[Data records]
-- Opening Marker --

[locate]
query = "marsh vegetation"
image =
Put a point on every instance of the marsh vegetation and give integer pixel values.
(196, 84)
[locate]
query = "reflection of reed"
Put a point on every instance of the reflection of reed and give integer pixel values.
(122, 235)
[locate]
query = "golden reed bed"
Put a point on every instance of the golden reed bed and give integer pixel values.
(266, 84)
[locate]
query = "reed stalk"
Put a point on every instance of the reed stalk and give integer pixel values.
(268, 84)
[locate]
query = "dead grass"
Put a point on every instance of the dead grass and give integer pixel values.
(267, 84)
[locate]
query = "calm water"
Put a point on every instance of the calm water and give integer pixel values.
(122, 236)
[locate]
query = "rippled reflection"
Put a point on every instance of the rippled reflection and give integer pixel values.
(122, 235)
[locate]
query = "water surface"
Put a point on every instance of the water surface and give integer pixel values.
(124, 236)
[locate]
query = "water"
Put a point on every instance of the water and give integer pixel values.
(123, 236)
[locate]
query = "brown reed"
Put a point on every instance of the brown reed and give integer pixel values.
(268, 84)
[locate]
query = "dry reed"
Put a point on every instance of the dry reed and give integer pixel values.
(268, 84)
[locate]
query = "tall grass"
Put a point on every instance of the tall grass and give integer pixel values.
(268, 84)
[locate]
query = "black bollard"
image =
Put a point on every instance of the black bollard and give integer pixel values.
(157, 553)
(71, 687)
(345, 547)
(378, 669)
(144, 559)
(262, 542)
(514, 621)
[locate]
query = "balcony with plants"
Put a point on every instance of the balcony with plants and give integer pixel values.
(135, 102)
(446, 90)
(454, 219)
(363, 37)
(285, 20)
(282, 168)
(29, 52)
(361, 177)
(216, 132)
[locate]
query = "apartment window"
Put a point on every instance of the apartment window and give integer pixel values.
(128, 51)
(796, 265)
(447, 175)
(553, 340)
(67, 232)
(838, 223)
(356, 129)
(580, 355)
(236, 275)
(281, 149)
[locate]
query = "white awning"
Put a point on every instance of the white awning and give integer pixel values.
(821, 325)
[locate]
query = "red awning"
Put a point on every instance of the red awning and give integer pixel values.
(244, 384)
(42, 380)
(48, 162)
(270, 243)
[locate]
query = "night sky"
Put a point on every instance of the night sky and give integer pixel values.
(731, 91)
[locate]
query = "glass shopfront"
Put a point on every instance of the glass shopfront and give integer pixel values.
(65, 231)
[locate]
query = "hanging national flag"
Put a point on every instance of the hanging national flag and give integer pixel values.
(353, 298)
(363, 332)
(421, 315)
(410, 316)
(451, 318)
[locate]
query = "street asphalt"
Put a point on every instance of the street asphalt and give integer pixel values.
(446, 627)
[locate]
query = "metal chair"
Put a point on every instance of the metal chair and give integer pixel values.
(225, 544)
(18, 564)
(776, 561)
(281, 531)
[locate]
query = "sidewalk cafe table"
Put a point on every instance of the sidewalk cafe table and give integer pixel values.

-- Closing Marker --

Each line in the data that holds the word "cafe" must be copied.

query = "sidewalk cafe table"
Put a point on every instance of the sidewalk cafe table and give integer pixel values.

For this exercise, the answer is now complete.